▶ DIRECTIONS
Please rewrite the lines from the line with "Prompted segmentation: each" to the line with "box: [445, 183, 594, 265]", replacing "pixel coordinates" with "image pixels" and keeping everything else the same.

EXCERPTED DATA below:

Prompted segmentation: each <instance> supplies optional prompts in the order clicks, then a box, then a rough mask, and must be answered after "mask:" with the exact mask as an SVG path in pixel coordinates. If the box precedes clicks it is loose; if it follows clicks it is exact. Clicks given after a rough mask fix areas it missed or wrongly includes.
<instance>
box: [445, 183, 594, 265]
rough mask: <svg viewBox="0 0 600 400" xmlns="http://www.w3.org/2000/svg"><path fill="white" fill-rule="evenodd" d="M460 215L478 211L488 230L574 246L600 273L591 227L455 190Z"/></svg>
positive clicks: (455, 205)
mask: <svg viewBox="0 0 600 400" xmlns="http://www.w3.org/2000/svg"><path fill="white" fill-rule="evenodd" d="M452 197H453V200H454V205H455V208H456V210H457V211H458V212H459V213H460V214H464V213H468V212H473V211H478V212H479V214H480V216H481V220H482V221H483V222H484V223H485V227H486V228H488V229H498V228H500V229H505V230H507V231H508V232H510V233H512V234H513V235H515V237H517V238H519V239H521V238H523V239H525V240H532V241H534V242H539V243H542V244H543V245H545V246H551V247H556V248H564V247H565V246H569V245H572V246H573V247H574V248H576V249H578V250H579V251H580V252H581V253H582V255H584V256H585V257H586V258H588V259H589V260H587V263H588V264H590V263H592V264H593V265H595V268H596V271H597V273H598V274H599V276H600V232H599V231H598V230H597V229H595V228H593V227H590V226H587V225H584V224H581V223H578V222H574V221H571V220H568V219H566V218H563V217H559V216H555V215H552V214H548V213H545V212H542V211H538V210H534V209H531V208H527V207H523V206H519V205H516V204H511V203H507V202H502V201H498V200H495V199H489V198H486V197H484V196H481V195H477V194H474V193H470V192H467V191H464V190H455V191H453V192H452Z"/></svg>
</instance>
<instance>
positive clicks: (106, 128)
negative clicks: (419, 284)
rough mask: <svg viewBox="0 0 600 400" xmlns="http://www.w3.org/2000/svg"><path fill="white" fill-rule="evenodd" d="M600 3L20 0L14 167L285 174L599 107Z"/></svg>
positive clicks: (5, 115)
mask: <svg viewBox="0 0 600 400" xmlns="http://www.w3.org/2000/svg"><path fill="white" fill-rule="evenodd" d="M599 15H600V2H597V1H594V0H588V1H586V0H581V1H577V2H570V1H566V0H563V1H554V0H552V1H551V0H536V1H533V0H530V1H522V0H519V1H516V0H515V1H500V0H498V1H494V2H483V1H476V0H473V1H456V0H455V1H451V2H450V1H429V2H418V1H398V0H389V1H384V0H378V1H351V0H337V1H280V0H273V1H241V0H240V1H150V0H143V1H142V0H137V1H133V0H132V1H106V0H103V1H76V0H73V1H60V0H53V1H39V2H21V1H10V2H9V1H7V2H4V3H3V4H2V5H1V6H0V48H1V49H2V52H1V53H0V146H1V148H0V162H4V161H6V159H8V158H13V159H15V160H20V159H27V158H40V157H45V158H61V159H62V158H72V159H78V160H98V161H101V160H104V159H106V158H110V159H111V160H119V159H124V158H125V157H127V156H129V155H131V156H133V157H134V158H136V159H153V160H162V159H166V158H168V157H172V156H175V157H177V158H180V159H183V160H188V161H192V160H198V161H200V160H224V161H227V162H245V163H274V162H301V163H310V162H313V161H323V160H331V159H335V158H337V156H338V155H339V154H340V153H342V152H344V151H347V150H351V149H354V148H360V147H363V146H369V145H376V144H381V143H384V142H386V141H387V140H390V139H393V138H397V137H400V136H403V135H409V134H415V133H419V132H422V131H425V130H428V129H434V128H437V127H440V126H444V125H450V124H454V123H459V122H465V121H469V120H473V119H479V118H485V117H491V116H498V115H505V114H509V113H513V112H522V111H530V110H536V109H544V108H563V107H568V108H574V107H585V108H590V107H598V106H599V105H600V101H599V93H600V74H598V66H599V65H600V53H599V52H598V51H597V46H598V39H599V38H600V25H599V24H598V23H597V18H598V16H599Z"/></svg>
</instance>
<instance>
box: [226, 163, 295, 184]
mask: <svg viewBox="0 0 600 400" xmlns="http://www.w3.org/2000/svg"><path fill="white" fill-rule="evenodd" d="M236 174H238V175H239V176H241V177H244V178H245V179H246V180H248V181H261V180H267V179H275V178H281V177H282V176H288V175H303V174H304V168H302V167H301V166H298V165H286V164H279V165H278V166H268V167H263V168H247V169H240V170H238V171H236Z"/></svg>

End of EXCERPTED DATA.
EXCERPTED DATA below:

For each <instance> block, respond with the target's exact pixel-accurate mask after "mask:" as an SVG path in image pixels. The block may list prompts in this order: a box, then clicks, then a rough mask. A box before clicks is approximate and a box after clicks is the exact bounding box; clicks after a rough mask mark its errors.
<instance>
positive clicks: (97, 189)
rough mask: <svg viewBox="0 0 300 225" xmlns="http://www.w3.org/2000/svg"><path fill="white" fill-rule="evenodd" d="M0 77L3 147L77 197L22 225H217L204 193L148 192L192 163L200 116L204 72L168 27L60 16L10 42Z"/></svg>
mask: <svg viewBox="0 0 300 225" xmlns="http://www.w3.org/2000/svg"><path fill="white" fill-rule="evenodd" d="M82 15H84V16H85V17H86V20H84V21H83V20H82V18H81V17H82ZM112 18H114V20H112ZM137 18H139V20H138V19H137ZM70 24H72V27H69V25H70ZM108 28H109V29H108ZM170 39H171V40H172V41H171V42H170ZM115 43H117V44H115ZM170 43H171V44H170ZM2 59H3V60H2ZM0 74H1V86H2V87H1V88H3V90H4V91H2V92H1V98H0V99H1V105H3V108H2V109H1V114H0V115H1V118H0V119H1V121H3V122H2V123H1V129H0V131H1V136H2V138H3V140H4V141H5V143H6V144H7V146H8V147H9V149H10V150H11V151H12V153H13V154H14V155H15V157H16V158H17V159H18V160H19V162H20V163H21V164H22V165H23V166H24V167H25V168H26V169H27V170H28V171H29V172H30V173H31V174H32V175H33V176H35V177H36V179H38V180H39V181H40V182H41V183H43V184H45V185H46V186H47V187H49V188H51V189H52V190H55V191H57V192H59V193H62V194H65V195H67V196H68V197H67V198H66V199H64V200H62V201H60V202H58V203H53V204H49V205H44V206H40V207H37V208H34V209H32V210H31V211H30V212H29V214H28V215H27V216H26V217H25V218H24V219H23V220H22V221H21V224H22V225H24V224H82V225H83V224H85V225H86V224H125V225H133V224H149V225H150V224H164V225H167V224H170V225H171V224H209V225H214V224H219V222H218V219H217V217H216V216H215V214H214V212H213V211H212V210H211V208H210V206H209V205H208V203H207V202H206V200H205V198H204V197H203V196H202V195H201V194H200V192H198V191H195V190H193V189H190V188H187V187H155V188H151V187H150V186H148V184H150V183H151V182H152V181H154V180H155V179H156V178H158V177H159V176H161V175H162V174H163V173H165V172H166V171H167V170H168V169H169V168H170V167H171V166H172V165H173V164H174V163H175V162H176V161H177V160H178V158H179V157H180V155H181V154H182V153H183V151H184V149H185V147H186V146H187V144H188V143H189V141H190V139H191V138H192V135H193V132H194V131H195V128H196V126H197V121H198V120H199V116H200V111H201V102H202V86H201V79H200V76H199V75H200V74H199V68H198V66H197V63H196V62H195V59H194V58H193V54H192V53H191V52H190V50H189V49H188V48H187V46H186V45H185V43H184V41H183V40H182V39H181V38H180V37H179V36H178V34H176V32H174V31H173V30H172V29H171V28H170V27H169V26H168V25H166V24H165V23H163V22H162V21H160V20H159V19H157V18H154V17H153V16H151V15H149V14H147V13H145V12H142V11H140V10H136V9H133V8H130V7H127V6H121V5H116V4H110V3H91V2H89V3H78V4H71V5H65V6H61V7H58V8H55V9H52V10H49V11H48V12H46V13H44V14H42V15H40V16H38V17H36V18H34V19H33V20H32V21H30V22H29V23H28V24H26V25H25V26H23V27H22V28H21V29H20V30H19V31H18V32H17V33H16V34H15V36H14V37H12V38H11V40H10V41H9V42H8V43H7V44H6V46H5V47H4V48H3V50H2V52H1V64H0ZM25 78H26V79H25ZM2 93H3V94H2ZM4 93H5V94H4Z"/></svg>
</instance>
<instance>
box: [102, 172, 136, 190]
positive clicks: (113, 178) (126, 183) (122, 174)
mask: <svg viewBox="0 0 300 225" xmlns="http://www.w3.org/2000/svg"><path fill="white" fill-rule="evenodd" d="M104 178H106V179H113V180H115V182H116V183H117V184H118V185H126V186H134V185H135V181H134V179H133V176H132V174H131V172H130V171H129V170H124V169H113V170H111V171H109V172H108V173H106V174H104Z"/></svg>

End of EXCERPTED DATA.
EXCERPTED DATA below:

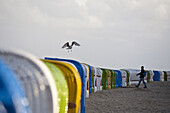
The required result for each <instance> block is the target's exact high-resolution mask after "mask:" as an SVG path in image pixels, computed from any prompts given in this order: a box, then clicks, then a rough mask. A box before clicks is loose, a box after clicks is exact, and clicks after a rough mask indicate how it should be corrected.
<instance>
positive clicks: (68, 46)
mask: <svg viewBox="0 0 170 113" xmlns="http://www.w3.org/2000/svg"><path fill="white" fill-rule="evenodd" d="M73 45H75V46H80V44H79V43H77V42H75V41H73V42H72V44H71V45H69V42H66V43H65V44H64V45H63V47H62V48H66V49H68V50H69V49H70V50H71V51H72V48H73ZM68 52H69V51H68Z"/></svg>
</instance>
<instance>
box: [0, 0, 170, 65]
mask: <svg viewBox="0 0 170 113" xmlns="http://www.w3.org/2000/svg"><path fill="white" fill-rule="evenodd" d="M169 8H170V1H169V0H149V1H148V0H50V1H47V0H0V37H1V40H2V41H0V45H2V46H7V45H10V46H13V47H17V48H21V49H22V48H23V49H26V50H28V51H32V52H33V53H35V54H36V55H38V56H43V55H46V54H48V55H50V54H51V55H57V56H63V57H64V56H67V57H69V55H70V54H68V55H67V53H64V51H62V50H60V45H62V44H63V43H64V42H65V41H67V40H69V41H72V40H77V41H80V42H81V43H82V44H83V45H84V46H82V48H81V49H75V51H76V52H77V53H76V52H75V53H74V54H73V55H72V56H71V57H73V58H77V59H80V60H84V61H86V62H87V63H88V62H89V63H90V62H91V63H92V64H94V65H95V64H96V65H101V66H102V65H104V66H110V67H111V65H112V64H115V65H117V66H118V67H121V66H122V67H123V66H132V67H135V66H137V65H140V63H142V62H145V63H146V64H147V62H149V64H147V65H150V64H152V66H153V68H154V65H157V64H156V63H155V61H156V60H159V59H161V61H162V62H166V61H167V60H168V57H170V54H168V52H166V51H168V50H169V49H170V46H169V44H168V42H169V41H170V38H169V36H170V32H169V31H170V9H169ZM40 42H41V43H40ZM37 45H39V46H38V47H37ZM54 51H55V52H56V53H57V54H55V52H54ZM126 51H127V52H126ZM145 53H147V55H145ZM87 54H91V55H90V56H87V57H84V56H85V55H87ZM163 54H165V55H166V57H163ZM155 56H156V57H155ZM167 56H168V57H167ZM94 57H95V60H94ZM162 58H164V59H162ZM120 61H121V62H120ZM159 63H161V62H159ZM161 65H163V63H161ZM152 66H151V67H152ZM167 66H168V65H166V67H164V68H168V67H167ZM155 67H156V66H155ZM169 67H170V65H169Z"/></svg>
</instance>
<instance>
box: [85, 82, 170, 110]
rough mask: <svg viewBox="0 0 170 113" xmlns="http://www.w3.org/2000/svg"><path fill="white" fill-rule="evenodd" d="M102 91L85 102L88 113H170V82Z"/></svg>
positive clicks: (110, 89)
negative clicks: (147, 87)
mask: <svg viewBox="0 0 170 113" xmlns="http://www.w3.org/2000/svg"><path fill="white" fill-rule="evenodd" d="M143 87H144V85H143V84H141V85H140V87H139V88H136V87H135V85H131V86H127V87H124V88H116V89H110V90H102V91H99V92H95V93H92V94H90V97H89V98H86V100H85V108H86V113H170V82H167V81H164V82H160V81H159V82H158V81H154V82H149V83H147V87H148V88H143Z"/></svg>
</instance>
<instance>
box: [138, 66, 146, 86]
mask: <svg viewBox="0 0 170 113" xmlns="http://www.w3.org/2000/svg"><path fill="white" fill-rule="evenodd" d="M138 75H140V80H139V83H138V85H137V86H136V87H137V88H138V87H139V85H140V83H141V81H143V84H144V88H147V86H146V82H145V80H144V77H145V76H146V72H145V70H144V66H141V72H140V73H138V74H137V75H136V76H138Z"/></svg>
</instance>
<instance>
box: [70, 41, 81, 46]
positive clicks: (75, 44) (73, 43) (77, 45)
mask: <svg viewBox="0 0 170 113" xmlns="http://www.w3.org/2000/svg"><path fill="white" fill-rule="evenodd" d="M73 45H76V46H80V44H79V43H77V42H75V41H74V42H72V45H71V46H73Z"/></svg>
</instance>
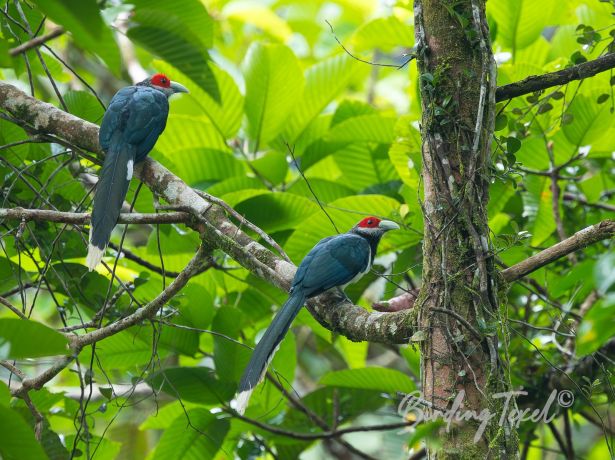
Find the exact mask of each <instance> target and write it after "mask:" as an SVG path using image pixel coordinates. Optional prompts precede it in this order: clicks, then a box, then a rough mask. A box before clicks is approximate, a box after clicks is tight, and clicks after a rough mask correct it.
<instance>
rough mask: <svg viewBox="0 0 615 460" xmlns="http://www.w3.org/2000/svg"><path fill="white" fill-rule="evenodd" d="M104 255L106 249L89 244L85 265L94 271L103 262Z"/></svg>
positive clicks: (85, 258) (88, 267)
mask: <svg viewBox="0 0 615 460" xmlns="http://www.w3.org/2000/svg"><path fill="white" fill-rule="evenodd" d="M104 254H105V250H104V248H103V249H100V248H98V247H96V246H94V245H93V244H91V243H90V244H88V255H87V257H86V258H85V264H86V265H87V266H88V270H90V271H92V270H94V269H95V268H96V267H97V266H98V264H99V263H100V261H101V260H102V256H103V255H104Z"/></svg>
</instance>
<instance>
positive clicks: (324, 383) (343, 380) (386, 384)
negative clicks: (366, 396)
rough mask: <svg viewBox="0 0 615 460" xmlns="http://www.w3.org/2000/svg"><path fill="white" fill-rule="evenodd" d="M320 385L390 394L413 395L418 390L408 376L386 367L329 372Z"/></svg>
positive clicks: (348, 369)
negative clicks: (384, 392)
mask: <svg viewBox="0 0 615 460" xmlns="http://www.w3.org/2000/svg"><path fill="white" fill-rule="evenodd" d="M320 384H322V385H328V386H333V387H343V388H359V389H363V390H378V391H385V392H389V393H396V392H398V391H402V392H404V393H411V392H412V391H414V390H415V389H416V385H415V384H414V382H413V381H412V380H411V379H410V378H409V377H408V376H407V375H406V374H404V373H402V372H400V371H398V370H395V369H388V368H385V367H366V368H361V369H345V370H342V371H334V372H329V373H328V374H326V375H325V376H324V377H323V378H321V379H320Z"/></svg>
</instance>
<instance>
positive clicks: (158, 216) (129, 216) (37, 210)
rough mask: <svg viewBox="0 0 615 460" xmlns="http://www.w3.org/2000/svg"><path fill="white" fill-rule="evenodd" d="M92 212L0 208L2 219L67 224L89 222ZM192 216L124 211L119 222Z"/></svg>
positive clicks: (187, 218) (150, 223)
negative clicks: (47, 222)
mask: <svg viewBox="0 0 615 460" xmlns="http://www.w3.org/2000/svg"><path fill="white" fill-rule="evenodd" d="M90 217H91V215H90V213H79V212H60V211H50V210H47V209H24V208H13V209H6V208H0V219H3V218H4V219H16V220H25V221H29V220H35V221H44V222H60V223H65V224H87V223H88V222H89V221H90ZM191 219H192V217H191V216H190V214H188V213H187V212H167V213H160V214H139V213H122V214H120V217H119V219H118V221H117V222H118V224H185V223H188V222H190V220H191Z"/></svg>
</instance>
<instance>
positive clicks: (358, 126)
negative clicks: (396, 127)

End of EXCERPTED DATA.

▶ YOUR RESPONSE
Prompted segmentation: each <instance> supplies optional prompts in the order clicks, then a box, then a rough mask, and must be answered after "mask:" with the exact mask as an SVG path in image pixels. If the box precedes clicks it is loose; if it follows clicks it is exact. Clicks given after a rough mask fix areas it missed or wrongly includes.
<instance>
box: [445, 183, 594, 265]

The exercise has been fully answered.